▶ [EXCERPT PROVIDED]:
--- begin ---
Little new to jquery and ajax but my code is below. Any help with a little explanation so i can learn and understand rather than copying greatly appreciated thanks!

The following are on the same page in this order.

PHP

<?php

if(isset($_POST['login'])) {

    $username = $_POST['username'];
    $password = $_POST['password'];
    $query = "SELECT * FROM table WHERE username='$username' AND password='$password'";
    $result = mysql_query($query)or die(mysql_error());
    $num_row = mysql_num_rows($result);
    $row=mysql_fetch_array($result);

    if( $num_row >=1 ) {
        session_start();
        $_SESSION['logged'] = TRUE;
        $_SESSION['user_name']=$row['username'];
        header('Location: index.php');
        exit();

    } else {
        echo "Invalid login. Please try again.";
        exit();
    }
}

?>

HTML

<!DOCTYPE html PUBLIC "-//W3C//DTD XHTML 1.1//EN" "http://www.w3.org/TR/xhtml11/DTD/xhtml11.dtd">
<html xmlns="http://www.w3.org/1999/xhtml" xml:lang="en">
<head>
<link rel="stylesheet" type="text/css" href="login/style.css" />
<script type="text/javascript" src="http://ajax.googleapis.com/ajax/libs/jquery/1/jquery.min.js"></script>
<script type="text/javascript">
$(document).ready(function() {

$("#login").click(function() {

    var action = $("#form1").attr('action');
    var form_data = {
        username: $("#username").val(),
        password: $("#password").val(),
        is_ajax: 1
    };       
    $.ajax({
        type: "POST",
        url: location.href,
        data: form_data,
        success: function(response)
        {
            if(response == 'success')
--- end ---
▶ [EXTRACTED RECORDS]:
--- begin ---
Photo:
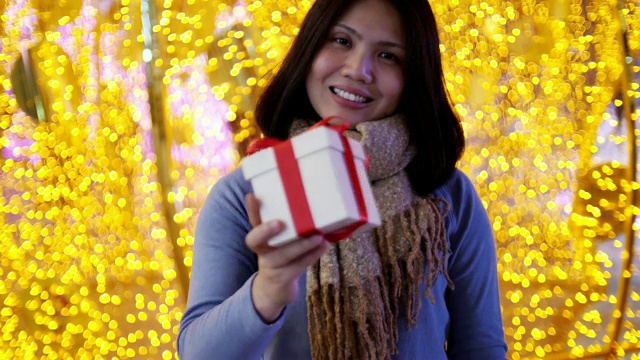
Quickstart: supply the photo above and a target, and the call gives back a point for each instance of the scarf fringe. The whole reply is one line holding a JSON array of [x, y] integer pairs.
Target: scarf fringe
[[358, 318]]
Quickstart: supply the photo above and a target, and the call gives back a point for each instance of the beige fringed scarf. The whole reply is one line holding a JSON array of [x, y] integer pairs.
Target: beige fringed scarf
[[359, 287]]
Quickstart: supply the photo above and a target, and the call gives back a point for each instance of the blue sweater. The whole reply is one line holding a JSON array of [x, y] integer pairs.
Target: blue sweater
[[220, 321]]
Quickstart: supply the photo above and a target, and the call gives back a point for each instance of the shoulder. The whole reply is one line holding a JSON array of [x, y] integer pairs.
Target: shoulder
[[461, 195], [228, 192], [467, 214]]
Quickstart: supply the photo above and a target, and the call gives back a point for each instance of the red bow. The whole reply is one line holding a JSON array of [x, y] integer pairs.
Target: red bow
--- end ---
▶ [DESCRIPTION OF THE TASK]: Please continue the jQuery login post from the point where it stops.

▶ [RESPONSE TO THIS TASK]:
                $("#form1").slideUp('slow', function() {
                    $("#message").html("<p class='success'>You have logged in successfully!</p>");
                });
            else
                $("#message").html("<p class='error'>Invalid username and/or password.</p>");   
        }
    });       
    return false;
});   
});
</script>
</head>
<body>
<div id="content">
  <h1>Login Form</h1>
  <form id="form1" name="form1" action="<?php echo $_SERVER['PHP_SELF'];?>" method="post">
      <input type="text" name="username" id="username" />

      <input type="password" name="password" id="password" />

      <input type="submit" id="login" name="login" value="Submit" />
  </form>
    <div id="message"></div>
</div>
</body>
</html>
share|improve this question
    
Don't forget to sanitize your input. php.net/manual/en/security.database.sql-injection.php –  Josh Jan 12 '12 at 3:31

2 Answers 2

The problem is that you haven't actually told PHP to output anything, so obviously, the page that made the AJAX call will be receiving nothing upon a sucessful login, and nothing != 'success', so that's why it's showing the error page.

You should have echoed out the 'success' string when the log in was successful.

...
if( $num_row >=1 )
{
    session_start();
    $_SESSION['logged'] = TRUE;
    $_SESSION['user_name']=$row['username'];
    header('Location: index.php');
    exit('success');
}
else
{
    exit('Invalid login. Please try again.');
}
...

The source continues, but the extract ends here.